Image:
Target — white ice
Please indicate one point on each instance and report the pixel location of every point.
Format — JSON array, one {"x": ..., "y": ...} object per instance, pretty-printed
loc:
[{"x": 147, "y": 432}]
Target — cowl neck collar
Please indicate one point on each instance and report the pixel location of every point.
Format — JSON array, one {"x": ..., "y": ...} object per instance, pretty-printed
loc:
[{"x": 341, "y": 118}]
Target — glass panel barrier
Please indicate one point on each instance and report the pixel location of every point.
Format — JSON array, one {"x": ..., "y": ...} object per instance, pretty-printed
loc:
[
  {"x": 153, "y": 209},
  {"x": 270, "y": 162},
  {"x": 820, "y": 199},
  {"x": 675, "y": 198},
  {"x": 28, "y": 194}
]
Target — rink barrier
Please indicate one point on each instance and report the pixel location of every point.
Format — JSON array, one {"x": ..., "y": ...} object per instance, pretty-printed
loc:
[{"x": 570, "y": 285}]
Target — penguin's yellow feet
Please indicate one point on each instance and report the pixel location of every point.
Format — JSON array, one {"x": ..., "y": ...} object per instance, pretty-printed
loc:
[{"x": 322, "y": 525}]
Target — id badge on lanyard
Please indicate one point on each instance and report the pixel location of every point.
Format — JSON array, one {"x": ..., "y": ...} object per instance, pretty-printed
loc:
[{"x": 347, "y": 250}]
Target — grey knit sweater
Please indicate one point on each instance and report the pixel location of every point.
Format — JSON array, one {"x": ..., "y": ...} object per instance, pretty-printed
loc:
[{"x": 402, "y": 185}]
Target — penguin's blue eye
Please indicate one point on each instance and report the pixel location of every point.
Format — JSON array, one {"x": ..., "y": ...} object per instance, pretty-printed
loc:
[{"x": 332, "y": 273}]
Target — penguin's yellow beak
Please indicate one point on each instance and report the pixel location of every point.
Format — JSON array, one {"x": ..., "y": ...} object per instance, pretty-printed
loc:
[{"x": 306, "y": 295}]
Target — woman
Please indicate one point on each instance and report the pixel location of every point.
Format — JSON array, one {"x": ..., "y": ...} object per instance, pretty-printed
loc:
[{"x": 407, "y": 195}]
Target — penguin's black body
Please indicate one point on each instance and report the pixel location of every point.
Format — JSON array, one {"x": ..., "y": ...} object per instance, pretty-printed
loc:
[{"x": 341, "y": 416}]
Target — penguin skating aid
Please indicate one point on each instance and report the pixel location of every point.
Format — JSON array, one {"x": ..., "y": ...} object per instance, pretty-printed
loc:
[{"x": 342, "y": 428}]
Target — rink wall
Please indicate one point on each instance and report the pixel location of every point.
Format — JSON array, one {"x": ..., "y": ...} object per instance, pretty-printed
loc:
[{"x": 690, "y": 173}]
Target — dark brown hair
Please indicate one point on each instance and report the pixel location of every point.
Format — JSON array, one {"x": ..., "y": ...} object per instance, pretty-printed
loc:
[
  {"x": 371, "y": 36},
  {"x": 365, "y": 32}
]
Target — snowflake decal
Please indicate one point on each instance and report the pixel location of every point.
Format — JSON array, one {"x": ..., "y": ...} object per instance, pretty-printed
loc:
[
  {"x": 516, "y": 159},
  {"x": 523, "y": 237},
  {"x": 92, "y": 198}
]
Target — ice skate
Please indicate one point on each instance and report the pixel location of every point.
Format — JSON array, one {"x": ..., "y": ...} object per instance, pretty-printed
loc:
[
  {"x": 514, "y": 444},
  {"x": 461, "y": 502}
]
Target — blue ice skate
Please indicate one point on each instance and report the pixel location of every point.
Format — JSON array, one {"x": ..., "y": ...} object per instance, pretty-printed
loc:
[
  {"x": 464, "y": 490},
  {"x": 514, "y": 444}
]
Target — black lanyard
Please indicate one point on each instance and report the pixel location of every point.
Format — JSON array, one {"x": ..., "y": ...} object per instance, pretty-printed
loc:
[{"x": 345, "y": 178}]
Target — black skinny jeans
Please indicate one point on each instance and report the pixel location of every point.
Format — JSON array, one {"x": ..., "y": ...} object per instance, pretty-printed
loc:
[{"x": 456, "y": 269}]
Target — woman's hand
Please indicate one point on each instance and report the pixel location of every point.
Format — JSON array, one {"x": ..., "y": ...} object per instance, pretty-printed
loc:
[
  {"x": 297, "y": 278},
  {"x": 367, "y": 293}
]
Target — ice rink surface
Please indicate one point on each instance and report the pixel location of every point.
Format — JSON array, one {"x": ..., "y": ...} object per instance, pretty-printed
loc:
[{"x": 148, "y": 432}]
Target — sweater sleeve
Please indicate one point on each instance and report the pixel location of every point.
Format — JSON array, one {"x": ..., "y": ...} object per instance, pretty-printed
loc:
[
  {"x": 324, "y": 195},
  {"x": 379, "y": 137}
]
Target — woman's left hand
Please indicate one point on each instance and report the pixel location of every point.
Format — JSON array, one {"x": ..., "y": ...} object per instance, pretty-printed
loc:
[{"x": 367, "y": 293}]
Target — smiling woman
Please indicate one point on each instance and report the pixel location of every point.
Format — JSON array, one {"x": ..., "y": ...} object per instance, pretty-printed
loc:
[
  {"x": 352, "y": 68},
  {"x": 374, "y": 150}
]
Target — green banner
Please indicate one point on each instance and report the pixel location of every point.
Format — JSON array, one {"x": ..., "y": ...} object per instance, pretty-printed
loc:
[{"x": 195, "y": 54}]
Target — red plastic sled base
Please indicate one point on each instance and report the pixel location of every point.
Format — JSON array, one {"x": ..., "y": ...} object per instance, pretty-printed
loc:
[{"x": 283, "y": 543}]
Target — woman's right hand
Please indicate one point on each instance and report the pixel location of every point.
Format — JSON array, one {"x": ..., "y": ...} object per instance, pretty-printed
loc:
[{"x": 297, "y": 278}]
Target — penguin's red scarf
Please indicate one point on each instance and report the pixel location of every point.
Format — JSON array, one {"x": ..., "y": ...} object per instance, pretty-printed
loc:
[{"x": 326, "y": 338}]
◇ ◇ ◇
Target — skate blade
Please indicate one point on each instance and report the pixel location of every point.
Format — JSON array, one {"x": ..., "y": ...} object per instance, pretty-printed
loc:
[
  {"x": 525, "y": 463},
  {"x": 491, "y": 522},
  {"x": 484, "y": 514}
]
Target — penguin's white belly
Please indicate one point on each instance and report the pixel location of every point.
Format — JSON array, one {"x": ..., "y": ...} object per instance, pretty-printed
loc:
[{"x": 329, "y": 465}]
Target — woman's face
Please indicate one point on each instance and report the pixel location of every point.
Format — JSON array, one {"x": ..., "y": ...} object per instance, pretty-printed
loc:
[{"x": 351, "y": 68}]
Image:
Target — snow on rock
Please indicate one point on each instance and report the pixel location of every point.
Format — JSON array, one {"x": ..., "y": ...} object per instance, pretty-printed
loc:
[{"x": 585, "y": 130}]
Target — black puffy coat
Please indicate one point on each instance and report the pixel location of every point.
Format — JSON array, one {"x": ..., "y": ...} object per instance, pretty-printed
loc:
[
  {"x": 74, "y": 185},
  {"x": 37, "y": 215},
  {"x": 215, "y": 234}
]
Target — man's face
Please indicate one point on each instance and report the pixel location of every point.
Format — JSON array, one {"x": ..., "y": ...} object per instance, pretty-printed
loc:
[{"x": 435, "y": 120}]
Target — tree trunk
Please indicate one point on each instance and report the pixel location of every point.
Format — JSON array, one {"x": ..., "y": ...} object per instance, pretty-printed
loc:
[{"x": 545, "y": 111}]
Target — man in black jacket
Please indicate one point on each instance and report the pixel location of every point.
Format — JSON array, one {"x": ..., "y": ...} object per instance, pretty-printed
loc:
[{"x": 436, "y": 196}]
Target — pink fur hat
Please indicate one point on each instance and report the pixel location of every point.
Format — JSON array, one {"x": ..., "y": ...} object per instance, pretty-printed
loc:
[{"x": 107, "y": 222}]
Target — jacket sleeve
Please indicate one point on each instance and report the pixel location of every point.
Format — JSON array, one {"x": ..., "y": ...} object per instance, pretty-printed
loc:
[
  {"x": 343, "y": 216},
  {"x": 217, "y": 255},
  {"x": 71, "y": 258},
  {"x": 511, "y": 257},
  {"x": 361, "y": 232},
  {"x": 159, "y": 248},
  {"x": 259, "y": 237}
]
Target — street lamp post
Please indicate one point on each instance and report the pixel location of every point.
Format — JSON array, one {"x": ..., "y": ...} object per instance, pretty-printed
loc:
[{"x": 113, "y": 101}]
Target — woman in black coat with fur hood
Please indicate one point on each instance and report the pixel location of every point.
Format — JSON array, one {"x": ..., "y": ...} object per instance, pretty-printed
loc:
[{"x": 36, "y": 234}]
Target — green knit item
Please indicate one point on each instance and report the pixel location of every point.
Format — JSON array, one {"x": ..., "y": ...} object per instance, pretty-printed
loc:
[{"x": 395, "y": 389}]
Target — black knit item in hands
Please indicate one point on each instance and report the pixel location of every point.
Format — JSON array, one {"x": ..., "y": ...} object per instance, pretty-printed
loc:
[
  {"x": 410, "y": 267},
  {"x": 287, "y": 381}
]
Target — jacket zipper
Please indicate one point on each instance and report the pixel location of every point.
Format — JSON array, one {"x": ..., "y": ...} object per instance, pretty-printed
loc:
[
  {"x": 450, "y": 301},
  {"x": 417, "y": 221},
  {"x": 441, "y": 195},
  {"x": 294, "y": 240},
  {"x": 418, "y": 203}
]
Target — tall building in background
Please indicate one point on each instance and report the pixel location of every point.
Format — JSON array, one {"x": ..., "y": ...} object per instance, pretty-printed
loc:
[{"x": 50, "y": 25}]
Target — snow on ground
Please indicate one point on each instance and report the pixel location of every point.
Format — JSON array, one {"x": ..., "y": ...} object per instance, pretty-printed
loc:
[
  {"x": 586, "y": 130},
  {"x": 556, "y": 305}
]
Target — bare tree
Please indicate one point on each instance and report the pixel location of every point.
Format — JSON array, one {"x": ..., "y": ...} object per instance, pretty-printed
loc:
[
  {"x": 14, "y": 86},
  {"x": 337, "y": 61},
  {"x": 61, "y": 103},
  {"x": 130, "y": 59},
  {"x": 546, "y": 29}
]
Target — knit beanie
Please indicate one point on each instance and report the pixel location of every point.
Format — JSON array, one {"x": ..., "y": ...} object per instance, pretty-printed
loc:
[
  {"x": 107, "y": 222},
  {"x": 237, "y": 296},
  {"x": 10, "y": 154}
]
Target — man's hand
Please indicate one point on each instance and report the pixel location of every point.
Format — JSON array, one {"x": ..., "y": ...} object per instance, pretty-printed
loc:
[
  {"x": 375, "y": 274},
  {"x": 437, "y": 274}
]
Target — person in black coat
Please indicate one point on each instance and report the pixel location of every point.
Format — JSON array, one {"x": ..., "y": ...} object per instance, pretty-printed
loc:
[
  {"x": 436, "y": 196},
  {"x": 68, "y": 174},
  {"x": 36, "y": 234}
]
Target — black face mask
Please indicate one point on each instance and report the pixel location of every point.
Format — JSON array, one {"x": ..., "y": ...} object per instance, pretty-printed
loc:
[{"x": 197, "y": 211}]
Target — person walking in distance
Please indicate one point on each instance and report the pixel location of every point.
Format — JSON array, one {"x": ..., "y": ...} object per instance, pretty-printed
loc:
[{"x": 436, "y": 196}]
◇ ◇ ◇
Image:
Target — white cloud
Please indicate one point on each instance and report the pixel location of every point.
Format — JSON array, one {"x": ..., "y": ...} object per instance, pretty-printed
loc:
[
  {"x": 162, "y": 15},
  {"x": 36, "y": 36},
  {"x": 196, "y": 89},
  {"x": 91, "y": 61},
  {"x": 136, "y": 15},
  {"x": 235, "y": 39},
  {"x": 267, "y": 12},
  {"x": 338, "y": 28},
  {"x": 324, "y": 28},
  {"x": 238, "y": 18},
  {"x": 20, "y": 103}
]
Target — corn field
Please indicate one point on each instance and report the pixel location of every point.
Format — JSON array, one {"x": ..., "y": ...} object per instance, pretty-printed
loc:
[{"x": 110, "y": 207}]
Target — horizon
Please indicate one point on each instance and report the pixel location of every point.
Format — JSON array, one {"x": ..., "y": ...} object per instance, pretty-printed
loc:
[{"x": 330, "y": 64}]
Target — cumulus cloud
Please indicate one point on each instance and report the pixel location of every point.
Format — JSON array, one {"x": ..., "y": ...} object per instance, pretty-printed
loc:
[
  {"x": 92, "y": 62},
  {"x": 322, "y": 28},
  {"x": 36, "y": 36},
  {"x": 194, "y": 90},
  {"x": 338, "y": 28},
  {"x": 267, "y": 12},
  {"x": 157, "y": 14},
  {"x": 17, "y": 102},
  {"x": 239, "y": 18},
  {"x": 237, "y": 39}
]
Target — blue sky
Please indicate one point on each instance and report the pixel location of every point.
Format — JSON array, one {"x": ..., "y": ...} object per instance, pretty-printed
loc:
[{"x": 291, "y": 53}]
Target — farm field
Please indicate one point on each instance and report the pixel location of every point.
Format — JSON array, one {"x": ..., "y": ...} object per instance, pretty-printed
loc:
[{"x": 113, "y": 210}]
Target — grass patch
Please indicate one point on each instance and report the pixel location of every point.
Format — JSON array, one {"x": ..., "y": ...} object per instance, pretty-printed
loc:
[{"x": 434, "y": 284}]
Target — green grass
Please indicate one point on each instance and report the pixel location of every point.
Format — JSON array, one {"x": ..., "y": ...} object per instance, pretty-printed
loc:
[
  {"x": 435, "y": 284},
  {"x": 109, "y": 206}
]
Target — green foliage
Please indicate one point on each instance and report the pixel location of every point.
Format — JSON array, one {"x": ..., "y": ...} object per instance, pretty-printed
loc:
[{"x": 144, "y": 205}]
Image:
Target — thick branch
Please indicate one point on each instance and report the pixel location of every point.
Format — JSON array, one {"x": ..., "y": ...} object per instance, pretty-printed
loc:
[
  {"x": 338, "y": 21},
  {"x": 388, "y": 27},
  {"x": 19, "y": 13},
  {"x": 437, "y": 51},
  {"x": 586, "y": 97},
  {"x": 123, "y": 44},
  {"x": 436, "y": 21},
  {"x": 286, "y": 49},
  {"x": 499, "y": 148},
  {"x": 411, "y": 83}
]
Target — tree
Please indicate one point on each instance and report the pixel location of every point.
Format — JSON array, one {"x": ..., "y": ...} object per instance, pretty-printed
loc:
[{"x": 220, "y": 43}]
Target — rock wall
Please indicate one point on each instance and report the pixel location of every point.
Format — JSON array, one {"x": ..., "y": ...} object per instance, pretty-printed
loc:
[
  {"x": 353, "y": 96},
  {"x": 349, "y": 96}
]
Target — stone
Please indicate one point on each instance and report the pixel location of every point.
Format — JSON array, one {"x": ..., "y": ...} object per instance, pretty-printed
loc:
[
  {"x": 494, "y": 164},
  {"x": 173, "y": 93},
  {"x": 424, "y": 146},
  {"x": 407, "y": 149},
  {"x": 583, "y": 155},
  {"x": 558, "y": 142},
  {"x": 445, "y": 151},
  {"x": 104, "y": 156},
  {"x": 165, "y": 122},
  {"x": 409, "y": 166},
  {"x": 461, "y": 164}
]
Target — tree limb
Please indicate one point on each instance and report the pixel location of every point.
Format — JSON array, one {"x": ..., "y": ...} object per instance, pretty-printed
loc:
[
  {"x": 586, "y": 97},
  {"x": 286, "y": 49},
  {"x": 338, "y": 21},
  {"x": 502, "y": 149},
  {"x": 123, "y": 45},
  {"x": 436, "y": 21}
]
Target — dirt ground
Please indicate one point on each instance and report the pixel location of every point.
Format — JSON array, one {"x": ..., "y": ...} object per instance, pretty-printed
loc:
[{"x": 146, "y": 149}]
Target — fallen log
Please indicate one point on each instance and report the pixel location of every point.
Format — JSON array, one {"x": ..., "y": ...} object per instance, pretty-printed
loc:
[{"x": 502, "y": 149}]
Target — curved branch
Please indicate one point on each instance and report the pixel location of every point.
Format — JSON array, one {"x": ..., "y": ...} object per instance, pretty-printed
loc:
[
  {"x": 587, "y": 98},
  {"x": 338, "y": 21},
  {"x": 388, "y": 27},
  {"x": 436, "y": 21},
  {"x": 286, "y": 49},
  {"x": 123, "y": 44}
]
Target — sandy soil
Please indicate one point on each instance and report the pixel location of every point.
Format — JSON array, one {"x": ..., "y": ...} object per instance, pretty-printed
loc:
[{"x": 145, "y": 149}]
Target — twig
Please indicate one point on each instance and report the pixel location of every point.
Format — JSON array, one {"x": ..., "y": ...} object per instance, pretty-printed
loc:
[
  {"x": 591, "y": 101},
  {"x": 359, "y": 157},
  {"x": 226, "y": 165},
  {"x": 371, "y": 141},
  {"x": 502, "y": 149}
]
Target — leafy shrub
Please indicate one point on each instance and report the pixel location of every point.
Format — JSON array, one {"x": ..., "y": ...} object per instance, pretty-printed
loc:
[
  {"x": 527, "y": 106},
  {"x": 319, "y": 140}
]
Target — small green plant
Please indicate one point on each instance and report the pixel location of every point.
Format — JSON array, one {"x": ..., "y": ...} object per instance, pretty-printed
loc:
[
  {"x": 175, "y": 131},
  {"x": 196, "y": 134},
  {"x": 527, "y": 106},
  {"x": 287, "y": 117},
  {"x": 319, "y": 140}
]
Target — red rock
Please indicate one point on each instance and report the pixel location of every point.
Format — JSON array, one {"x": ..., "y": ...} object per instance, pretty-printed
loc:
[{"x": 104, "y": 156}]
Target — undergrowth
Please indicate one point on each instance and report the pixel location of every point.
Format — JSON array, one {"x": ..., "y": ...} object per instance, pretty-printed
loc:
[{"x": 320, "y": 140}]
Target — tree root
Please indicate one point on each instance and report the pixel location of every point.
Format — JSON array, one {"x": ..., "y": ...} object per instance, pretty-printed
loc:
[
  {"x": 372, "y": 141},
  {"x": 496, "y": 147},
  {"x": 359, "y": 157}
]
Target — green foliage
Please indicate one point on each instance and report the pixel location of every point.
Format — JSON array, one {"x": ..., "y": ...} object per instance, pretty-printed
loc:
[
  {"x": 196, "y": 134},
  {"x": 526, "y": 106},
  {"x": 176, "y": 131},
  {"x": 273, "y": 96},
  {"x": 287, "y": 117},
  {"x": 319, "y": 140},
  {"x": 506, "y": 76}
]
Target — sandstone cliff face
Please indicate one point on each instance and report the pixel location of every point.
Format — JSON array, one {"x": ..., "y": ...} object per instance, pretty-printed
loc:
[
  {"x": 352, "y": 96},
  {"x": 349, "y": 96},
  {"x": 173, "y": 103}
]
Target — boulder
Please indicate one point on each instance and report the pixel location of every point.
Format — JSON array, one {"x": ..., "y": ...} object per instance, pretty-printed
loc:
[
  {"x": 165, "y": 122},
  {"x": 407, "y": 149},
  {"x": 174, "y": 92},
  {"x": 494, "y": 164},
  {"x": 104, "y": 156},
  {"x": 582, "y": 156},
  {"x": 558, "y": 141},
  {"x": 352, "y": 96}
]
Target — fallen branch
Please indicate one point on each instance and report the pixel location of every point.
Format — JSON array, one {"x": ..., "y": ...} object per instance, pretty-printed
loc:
◇ ◇ ◇
- DIRECTIONS FOR THIS TASK
Locate each line above that contains the string "penguin" and copy those lines out in full. Case counts, so only matches with the same capitalization qualify.

- COMPLETE OUTPUT
Target — penguin's yellow feet
Target — penguin's blue eye
Target — penguin's yellow beak
Target — penguin's black body
Target — penguin skating aid
Target — penguin's red scarf
Target — penguin's white belly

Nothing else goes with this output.